* [Objective]:
Rewrite the material below from the line containing "Locate every instance of the man's knee" through the end of the material, inclusive, with requests kept and no pictures. Multiply every pixel coordinate in the answers by 1.6 and round to whole numbers, halves up, leaving the requests unchanged.

* [Dataset excerpts]:
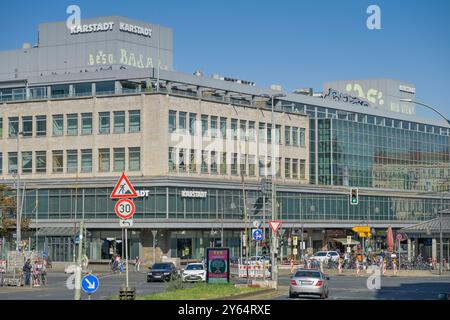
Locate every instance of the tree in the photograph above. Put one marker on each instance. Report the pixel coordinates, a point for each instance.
(8, 212)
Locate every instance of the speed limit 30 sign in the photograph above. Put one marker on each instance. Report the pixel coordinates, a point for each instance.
(125, 208)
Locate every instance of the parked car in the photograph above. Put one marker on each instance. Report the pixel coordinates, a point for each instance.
(325, 256)
(165, 271)
(194, 272)
(309, 282)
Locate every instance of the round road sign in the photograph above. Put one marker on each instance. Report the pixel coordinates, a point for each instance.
(125, 208)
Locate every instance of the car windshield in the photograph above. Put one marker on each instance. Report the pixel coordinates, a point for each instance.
(307, 274)
(161, 266)
(321, 254)
(194, 267)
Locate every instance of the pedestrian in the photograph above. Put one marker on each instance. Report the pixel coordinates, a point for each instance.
(27, 271)
(137, 264)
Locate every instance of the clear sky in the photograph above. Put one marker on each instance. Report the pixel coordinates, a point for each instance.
(301, 43)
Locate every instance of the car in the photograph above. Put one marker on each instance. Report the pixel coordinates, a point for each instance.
(308, 282)
(163, 271)
(325, 256)
(194, 272)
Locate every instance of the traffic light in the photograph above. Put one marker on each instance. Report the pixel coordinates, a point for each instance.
(354, 196)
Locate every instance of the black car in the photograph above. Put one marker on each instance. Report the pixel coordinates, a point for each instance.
(165, 271)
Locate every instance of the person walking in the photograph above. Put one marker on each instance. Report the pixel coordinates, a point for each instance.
(27, 271)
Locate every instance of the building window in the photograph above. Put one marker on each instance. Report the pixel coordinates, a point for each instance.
(213, 126)
(103, 122)
(262, 132)
(278, 134)
(223, 163)
(192, 161)
(302, 137)
(294, 168)
(181, 160)
(243, 127)
(171, 160)
(243, 165)
(13, 126)
(204, 125)
(287, 168)
(72, 124)
(223, 127)
(41, 161)
(72, 161)
(251, 165)
(204, 167)
(172, 121)
(104, 161)
(27, 126)
(234, 129)
(119, 121)
(86, 160)
(251, 130)
(134, 159)
(295, 136)
(182, 121)
(192, 123)
(12, 162)
(134, 120)
(41, 125)
(58, 161)
(119, 159)
(86, 123)
(302, 169)
(27, 162)
(58, 125)
(287, 135)
(234, 164)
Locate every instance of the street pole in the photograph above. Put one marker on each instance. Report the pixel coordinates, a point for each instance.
(78, 269)
(126, 257)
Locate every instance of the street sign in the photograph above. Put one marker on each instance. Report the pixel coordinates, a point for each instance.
(275, 224)
(123, 189)
(126, 223)
(125, 208)
(89, 283)
(257, 234)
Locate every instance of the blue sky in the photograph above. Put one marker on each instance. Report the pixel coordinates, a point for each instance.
(301, 43)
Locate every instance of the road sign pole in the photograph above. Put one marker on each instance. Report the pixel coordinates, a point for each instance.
(78, 268)
(126, 256)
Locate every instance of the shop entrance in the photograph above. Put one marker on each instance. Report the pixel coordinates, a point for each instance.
(184, 248)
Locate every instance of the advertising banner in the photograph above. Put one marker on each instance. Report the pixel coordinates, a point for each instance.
(218, 262)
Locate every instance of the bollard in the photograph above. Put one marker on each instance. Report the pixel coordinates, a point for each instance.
(127, 293)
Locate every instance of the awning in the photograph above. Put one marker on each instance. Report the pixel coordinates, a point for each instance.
(344, 241)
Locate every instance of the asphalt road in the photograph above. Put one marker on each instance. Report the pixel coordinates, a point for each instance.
(56, 288)
(391, 288)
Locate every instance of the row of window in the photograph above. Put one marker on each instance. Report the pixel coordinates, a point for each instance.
(73, 124)
(215, 126)
(213, 162)
(75, 161)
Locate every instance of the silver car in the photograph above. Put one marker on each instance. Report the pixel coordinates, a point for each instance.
(309, 282)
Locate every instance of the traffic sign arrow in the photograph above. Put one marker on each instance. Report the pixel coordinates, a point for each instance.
(275, 224)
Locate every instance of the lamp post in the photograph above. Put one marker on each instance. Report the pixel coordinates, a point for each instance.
(273, 171)
(441, 246)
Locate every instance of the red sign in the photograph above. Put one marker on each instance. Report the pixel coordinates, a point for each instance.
(125, 208)
(275, 224)
(123, 189)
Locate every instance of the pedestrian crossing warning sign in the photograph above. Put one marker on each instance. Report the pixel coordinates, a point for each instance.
(123, 189)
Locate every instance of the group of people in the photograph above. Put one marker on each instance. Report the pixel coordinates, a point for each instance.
(35, 273)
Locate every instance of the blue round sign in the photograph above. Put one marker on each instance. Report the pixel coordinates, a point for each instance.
(257, 234)
(89, 283)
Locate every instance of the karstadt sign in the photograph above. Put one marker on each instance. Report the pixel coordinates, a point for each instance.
(109, 26)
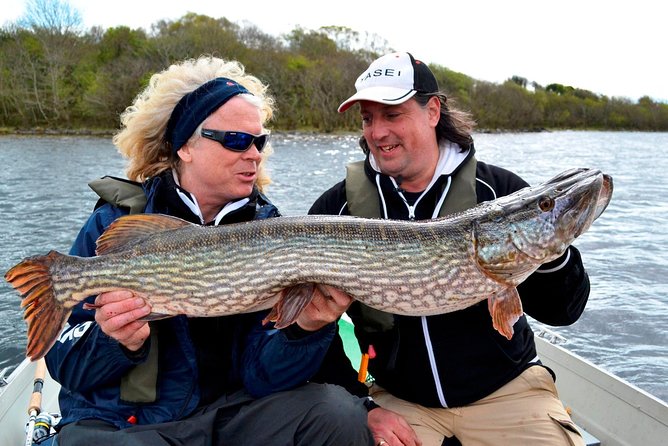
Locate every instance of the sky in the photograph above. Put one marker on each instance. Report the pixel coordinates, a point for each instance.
(613, 48)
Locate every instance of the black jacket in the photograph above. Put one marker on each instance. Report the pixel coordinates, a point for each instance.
(471, 359)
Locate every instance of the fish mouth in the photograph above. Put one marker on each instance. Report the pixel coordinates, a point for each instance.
(565, 207)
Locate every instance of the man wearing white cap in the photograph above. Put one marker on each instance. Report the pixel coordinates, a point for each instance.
(452, 377)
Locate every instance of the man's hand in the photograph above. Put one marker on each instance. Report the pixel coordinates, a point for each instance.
(118, 313)
(391, 429)
(327, 305)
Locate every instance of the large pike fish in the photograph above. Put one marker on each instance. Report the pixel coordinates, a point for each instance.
(403, 267)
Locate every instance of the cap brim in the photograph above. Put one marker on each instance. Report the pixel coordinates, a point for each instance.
(384, 95)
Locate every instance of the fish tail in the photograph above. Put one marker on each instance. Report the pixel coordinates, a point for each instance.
(506, 309)
(291, 303)
(44, 314)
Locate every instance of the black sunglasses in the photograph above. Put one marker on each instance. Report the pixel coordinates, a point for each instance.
(236, 141)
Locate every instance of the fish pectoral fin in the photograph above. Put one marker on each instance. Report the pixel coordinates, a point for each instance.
(505, 308)
(292, 302)
(129, 229)
(155, 317)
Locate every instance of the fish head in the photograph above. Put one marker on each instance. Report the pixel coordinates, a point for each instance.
(535, 225)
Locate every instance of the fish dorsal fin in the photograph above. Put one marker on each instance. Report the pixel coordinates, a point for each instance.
(130, 229)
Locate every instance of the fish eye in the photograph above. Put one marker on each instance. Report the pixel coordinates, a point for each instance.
(546, 204)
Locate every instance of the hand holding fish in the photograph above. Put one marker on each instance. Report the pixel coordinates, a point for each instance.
(119, 315)
(392, 428)
(327, 306)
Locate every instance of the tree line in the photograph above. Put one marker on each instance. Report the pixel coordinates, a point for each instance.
(56, 75)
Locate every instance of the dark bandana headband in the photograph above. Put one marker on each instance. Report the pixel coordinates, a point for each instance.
(196, 106)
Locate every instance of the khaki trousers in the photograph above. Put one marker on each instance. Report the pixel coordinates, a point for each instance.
(526, 411)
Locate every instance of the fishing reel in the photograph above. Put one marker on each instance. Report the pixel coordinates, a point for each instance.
(44, 424)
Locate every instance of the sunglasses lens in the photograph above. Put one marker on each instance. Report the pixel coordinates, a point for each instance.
(238, 141)
(260, 142)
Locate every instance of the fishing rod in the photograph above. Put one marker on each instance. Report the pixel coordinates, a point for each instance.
(35, 405)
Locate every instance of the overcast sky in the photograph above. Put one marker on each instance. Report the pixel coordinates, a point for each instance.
(613, 47)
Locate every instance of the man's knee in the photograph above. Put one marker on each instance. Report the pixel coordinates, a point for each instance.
(337, 414)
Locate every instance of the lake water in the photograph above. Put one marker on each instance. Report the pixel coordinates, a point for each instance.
(44, 200)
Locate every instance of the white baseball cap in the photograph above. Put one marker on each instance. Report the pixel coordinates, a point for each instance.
(392, 79)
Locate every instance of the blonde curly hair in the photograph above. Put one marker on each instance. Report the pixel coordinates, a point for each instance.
(141, 138)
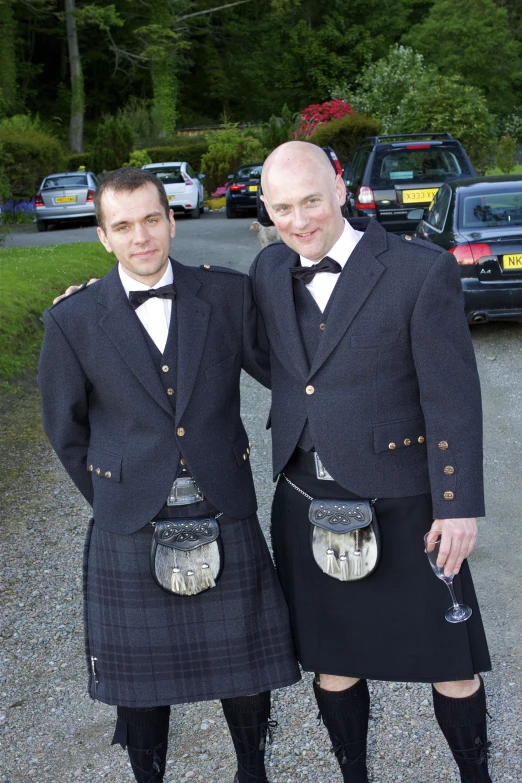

* [Solved problem]:
Locate every instance of the man's knee in the photograph above. Put one marker on each instance. Report the pixel coordinates, a point for each instance.
(539, 662)
Locate every instance of the lake water in the photograph above. Put one marker on each instance. Report the pixel coordinates, a point for each instance.
(70, 320)
Locate every instance of the white baseball cap in the photograph above. Put one marker on each instance. Report the pixel coordinates, a point for each instance.
(627, 126)
Locate every instance of the blonde curly hair in the photograph above. Put one marker on each instance. Report the pixel coordinates, a point for each instance.
(226, 221)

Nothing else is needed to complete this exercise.